(Items from a data source)
======

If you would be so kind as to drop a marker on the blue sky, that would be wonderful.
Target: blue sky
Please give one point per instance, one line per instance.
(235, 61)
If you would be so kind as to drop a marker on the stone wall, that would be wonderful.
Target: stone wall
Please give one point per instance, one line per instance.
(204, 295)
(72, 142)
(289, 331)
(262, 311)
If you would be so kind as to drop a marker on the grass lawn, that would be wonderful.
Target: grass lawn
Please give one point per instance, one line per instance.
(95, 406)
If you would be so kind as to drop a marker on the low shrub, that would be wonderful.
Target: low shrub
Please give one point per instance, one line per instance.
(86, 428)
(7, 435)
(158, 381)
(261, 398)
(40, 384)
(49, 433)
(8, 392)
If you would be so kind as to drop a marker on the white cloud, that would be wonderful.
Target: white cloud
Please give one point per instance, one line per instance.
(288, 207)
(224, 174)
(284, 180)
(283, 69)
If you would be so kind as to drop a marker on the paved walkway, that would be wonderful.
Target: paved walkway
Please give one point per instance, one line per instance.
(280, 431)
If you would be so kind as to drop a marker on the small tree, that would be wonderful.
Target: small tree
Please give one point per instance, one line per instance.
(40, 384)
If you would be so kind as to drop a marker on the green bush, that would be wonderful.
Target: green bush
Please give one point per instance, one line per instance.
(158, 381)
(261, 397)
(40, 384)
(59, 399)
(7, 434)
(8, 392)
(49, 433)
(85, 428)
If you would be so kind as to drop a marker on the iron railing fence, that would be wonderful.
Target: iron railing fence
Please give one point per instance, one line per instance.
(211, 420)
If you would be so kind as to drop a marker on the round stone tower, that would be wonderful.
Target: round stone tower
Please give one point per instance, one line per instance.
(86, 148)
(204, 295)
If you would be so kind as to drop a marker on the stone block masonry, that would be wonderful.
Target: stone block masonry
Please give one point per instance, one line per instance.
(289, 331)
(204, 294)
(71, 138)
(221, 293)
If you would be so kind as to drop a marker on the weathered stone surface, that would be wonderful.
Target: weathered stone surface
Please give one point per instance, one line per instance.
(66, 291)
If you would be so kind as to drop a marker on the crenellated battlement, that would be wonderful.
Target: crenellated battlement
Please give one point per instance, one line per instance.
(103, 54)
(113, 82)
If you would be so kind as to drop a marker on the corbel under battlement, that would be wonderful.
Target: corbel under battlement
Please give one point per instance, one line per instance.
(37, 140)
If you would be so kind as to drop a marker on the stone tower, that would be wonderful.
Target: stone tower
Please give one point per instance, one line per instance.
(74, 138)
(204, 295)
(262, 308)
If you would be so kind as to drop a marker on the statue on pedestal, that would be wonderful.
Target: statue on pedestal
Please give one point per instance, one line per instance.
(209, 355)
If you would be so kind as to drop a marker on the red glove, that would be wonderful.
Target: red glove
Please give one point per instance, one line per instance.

======

Return the listing above word for word.

■ RESPONSE TO THE TASK
If you would be so kind as to drop a marker on the blue sky, that would be wonderful.
Target: blue sky
Please give one point per instance, one line per instance.
(235, 61)
If you would be so kind as to drop a marker on the stone wall, that would be wonderful.
Target: stone wall
Please give one point per instance, one line per instance.
(204, 295)
(72, 142)
(289, 331)
(262, 311)
If you would be so kind as to drop a marker on the grass lawn, that would be wonderful.
Target: grass lawn
Please give one point per instance, one line per instance.
(95, 406)
If you would be so kind as to drop a marker on the low shrub, that would be wonderful.
Target: low shrub
Please give one point per instance, one line per instance.
(86, 428)
(7, 435)
(158, 381)
(261, 398)
(40, 384)
(49, 433)
(8, 392)
If you would be so kind as to drop a marker on the white cloud, that would be wonderful.
Target: white cloud
Please give one point per instance, one line per instance.
(288, 207)
(224, 174)
(284, 180)
(283, 69)
If you would be so kind as to drop a marker on the paved walkway, that would be wonderful.
Target: paved walkway
Please give one point per instance, one line per instance.
(280, 431)
If you would be so kind as to drop a marker on the small tree, that would be wonderful.
Target: small tree
Please give one point per instance, one line per instance.
(40, 384)
If you would be so kind as to drop a marker on the green bush, that would be wonderful.
Target: green bush
Please give one point per instance, one line per instance.
(158, 381)
(261, 397)
(40, 384)
(59, 399)
(7, 434)
(8, 392)
(49, 433)
(85, 428)
If you would be so kind as to drop a marker on the iron railing fence, that would be wonderful.
Target: iron railing fence
Please give one point per instance, one line per instance.
(211, 420)
If you would be so kind as to drop a marker on the round stone tower, that would be wonderful.
Target: round stone tower
Please give one point per instance, one line per instance.
(86, 148)
(204, 295)
If you would be so kind as to drop a marker on the stone block masonry, that would be wonderful.
Target: stone block masonry
Please give one point per instance, one line per instance.
(289, 331)
(204, 294)
(71, 138)
(221, 293)
If you would be so kind as to drop a marker on the weathered stone surface, that would be wonderful.
Target: weathered stone surface
Please give one point per instance, one line per instance.
(66, 291)
If you would be so kind as to drop a marker on the crenellated battlement, that would be wonderful.
Target: crenellated battlement
Please give one point per instance, one line per instance.
(103, 54)
(113, 82)
If you would be so kind as to drop a marker on the corbel under battlement, that would be wonderful.
Target: corbel under battlement
Please give one point per instance, one line per instance.
(37, 140)
If you would be so kind as to drop a marker on the stone tower, that would be wonderful.
Target: stone tower
Please give one point per instance, one line per instance.
(74, 138)
(204, 295)
(262, 308)
If you would be so kind as to drop a marker on the statue on pedestal, that would be wonderful.
Target: statue on pedestal
Please give one point per instance, one line per instance.
(209, 355)
If you would be so kind as to drop a marker on the red glove, that would be wonderful.
Target: red glove
Please give one point per instance, one line per instance.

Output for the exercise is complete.